# What you will do:
Collect every line of the records below that contains the string "shirt" and copy each one out in full. A match counts only if its uppercase and lowercase letters agree.
-- START OF Material for this task --
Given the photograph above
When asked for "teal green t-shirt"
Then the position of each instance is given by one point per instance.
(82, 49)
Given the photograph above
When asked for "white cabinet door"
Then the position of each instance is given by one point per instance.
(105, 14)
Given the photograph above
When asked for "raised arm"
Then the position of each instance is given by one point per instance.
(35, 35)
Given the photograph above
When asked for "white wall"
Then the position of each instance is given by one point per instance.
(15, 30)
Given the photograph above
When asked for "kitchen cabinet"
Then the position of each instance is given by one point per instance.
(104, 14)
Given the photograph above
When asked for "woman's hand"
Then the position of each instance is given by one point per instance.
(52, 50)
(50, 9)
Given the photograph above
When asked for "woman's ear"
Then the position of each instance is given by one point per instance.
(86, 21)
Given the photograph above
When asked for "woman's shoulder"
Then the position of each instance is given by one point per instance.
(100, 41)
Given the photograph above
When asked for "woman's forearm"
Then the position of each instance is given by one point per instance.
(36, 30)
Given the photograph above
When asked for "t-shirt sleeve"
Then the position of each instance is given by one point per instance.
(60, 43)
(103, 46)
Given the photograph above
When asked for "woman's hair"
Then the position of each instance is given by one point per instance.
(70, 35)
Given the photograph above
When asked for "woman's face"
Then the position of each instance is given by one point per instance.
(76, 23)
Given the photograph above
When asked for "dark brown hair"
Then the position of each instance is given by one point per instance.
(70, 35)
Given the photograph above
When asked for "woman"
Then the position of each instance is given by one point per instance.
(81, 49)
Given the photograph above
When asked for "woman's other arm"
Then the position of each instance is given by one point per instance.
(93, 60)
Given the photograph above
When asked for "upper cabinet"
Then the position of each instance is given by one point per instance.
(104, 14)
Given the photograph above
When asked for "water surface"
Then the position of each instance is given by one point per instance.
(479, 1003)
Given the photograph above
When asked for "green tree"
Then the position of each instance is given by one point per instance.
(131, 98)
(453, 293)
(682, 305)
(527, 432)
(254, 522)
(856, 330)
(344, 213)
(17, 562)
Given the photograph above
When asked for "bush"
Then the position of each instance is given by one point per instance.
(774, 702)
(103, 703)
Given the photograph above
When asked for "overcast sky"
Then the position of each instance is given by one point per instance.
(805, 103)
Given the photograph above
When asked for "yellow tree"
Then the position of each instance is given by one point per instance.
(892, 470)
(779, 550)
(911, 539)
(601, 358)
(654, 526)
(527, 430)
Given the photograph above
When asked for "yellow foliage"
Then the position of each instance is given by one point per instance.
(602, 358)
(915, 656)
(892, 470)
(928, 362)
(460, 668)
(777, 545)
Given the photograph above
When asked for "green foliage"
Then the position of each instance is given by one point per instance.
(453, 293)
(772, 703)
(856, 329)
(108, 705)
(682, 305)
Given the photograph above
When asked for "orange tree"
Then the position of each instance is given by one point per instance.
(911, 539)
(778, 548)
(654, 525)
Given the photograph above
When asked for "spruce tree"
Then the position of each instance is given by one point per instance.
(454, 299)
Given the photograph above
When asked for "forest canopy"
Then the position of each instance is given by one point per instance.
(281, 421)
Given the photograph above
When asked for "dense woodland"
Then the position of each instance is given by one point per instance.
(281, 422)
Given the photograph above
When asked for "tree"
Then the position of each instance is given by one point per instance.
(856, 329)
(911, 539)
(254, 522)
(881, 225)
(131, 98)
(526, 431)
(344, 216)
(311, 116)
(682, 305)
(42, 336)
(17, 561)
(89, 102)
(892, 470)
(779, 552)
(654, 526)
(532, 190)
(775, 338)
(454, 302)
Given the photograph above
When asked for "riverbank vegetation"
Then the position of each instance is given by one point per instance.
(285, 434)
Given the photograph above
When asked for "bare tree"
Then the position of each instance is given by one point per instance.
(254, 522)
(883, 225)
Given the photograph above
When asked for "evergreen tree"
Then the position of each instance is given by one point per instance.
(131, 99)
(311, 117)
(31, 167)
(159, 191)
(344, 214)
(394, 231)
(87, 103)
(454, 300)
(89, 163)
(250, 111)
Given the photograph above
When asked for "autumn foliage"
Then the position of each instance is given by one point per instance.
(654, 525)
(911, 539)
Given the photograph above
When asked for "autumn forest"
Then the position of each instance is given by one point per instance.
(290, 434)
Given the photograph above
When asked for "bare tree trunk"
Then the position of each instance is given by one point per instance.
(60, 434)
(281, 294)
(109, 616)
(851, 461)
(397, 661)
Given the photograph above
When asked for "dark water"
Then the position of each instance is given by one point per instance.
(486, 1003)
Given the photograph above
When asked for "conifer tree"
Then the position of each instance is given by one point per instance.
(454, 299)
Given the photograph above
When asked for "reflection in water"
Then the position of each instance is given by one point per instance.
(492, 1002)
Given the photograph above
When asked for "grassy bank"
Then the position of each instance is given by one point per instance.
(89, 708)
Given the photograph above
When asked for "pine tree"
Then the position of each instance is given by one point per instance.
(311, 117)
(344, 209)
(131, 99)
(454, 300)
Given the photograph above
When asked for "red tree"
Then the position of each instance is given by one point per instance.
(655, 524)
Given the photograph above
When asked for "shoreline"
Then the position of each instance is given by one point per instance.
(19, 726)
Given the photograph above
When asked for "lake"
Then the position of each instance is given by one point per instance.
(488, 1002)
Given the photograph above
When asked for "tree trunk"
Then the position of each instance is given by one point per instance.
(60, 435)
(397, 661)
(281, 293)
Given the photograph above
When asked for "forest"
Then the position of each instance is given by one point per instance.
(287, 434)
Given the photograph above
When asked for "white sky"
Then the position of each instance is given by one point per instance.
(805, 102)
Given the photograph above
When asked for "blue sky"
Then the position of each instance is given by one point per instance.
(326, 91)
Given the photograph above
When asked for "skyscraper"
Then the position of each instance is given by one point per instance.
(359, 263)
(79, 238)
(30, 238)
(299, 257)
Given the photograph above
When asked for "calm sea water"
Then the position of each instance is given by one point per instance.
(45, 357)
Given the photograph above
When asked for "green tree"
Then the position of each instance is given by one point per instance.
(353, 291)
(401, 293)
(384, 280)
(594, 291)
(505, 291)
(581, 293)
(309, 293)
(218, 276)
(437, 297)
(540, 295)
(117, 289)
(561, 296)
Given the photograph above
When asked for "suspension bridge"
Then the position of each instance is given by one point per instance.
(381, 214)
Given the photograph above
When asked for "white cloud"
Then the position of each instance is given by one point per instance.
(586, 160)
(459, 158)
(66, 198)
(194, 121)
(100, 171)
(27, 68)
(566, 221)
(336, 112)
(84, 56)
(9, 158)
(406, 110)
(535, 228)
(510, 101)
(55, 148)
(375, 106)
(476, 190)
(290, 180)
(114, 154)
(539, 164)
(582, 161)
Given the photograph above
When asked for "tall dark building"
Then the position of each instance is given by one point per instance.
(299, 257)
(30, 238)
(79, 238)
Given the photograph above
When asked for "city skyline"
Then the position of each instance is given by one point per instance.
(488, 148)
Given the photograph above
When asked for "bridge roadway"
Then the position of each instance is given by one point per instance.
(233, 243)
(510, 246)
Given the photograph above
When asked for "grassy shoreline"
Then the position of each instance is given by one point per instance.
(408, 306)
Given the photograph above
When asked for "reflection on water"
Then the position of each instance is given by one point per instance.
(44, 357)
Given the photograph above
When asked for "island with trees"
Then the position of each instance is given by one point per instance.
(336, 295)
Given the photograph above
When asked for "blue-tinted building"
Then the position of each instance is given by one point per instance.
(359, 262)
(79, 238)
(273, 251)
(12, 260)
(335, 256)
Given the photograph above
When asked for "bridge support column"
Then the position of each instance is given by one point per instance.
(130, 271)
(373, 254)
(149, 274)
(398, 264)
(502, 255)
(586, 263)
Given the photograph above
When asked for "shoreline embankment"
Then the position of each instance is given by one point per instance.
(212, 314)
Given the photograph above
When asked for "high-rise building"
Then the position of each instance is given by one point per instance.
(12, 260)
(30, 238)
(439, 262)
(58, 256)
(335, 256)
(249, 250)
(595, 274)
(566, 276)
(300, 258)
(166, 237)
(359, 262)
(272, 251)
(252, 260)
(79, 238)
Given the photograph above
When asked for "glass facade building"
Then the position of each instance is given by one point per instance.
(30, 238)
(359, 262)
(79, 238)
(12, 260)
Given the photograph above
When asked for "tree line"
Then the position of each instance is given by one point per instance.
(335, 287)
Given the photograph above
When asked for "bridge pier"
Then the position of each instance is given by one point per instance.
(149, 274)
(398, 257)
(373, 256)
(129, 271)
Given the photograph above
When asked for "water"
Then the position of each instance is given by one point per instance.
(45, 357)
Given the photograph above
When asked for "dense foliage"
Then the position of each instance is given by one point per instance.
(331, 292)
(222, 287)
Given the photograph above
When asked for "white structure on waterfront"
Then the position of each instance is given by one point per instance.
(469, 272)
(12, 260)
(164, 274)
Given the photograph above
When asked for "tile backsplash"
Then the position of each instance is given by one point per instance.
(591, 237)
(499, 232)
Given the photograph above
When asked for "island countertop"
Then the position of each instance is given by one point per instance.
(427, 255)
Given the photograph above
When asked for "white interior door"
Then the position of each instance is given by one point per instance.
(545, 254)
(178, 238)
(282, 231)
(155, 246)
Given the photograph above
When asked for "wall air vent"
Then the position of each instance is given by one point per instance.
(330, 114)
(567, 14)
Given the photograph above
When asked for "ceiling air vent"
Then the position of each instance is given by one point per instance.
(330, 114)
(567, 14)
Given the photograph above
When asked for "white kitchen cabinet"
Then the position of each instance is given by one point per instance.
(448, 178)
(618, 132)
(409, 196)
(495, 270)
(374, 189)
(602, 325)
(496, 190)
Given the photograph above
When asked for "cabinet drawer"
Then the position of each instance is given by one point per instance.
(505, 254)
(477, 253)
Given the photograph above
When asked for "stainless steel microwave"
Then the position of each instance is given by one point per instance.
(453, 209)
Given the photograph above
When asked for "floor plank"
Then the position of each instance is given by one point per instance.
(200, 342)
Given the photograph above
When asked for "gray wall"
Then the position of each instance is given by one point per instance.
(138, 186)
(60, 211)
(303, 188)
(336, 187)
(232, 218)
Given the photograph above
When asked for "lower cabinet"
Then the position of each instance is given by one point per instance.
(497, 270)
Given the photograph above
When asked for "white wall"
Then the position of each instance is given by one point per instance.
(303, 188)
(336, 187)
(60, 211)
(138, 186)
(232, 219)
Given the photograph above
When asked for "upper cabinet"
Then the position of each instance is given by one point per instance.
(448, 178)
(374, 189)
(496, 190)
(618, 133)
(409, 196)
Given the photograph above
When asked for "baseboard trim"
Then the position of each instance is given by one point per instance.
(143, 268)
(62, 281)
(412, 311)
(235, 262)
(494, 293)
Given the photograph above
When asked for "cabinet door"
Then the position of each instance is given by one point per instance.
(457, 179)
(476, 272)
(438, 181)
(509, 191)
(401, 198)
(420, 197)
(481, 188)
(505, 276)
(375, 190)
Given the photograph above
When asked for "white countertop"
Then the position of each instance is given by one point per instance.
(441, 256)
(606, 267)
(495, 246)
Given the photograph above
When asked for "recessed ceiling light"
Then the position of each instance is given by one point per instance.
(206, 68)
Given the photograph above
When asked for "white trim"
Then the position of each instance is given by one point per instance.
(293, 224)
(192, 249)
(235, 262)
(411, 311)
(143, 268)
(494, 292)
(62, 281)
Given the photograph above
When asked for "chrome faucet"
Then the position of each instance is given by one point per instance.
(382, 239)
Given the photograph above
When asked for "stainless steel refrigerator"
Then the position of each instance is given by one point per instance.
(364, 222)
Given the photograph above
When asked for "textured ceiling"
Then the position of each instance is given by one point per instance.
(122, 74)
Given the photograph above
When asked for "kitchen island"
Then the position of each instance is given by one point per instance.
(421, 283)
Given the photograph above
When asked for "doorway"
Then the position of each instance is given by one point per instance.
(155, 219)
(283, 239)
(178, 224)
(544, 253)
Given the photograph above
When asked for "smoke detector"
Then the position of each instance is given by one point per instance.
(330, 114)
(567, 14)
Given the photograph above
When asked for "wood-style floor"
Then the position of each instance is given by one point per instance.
-- END OF Material for this task --
# Problem solution:
When asked for "teal green t-shirt"
When asked for "t-shirt sleeve"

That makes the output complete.